REQUIRED WORK:
a - From the film review of His Three Daughters, return the passage that begins at the words "His Three Daughters centers" and stops after the words "of the film.".
b - According to the film review of His Three Daughters, who wrote and directed the film?

His Three Daughters Confronts the Intimate, Sometimes Stuffy Tedium of Death

The pandemic was a propulsive moment for a few micro-genres in film, one of these being the intimate, single-location drama. Films born of smallness—not just in location, but also in cast size, narrative scale and so on (think of The Whale and One Night in Miami, for example)—were just the easiest to make. A common denominator among these movies, though, is that as a result of these elements they could feel like filmed stage plays; most were overwritten and stuffy, unsure of how to write characters in films with limited amounts of action. Though produced far after lockdown, His Three Daughters feels a bit like one of these COVID-dictated movies.
His Three Daughters centers on three sisters—Katie (Carrie Coon), Rachel (Natasha Lyonne) and Christina (Elizabeth Olsen)—who convene in their father Vincent’s (Jay O. Sanders) cramped apartment in New York City to take care of him in his final days. Most of the film takes place just between the three, with only a few other characters—a local cop, Rachel’s hook-up (Jovan Adepo) and some nurses—in the mix. It’s interested in the sisters’ grief, in each of their own peculiar resentments, in their ennui.
In this sense, the single-location drama feels like a natural fit—it becomes a spatial representation of the women’s stilling psycho-emotional concerns. Death, grief and resentment are dealt with slowly, with listlessness rather than verve, so that His Three Daughters’ sedentary nature need not be a detracting point of the film.
And yet, His Three Daughters struggles to find a tone that coheres, its characters and their soaring dramatic crescendos at times feeling discordant with its understated moments of quiet mundanity. Writer-director Azazel Jacobs is interested in etching three women that are acutely distinct from each other, but for a while they feel more like types than people. Katie is organized, learned, a planner, a woman who hasn’t smoked weed since her adolescence; Rachel is her foil, an aimless slacker who prefers waking and baking to anything else. Christina sits somewhere in the middle, misunderstood by both her sisters as a deadhead-turned-meditation practitioner who possesses a calmness that neither of her sisters do.

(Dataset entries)
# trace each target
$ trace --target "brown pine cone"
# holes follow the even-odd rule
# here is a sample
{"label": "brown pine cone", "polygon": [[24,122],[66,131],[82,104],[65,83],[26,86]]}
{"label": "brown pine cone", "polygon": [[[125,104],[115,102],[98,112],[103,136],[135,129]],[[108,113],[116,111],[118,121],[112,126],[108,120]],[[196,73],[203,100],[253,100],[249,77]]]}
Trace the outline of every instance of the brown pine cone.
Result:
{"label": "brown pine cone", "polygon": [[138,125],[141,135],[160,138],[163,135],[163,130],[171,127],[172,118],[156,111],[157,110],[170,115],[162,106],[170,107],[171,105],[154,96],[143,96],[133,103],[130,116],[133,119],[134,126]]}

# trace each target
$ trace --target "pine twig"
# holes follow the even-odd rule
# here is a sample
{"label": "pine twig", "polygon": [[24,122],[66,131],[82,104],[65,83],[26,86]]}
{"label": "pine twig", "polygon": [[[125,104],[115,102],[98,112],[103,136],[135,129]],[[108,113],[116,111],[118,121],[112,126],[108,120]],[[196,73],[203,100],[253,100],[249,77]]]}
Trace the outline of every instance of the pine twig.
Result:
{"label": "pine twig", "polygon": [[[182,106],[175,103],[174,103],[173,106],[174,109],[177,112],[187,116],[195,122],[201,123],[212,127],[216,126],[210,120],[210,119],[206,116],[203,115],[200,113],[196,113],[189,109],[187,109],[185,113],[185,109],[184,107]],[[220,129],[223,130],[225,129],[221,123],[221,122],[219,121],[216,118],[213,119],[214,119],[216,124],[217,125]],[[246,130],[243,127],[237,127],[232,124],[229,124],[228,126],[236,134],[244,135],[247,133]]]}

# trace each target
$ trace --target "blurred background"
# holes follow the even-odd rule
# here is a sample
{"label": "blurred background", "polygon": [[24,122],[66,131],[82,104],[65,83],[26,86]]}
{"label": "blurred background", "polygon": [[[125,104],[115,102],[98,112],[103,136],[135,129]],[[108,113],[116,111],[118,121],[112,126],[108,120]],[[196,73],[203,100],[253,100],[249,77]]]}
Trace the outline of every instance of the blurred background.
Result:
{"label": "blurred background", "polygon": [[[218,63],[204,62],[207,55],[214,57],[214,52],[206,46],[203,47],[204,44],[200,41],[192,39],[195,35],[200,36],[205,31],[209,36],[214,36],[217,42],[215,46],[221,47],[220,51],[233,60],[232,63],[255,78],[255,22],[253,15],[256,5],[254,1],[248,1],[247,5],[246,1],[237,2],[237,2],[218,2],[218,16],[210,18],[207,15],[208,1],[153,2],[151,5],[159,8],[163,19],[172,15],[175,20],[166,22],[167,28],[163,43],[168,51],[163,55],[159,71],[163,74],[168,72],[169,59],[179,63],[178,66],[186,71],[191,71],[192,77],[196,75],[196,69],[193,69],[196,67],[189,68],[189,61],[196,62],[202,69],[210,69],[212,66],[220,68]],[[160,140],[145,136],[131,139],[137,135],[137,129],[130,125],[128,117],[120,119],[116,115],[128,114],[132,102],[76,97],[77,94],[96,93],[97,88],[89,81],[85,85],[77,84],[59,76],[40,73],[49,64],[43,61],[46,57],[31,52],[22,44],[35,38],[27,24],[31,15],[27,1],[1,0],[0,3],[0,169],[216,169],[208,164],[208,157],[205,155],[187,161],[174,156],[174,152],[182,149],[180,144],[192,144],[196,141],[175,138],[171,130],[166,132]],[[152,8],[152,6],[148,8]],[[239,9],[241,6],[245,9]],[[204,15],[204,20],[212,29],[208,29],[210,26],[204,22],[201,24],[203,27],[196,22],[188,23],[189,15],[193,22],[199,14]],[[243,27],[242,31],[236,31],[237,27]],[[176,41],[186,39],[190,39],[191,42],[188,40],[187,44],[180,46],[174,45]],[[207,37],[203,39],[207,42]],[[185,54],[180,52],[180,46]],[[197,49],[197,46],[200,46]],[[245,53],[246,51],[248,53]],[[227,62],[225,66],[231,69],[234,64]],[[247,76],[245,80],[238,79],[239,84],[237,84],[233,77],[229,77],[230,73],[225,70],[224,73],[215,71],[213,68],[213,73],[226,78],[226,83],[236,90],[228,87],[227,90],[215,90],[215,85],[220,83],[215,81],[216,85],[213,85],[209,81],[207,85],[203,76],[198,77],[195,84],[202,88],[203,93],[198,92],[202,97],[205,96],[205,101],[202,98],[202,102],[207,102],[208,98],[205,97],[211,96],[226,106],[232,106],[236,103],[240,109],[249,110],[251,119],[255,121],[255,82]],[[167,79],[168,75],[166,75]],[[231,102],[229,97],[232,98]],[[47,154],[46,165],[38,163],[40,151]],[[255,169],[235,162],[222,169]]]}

RESPONSES BY ITEM NUMBER:
a -
His Three Daughters centers on three sisters—Katie (Carrie Coon), Rachel (Natasha Lyonne) and Christina (Elizabeth Olsen)—who convene in their father Vincent’s (Jay O. Sanders) cramped apartment in New York City to take care of him in his final days. Most of the film takes place just between the three, with only a few other characters—a local cop, Rachel’s hook-up (Jovan Adepo) and some nurses—in the mix. It’s interested in the sisters’ grief, in each of their own peculiar resentments, in their ennui.
In this sense, the single-location drama feels like a natural fit—it becomes a spatial representation of the women’s stilling psycho-emotional concerns. Death, grief and resentment are dealt with slowly, with listlessness rather than verve, so that His Three Daughters’ sedentary nature need not be a detracting point of the film.

b - Azazel Jacobs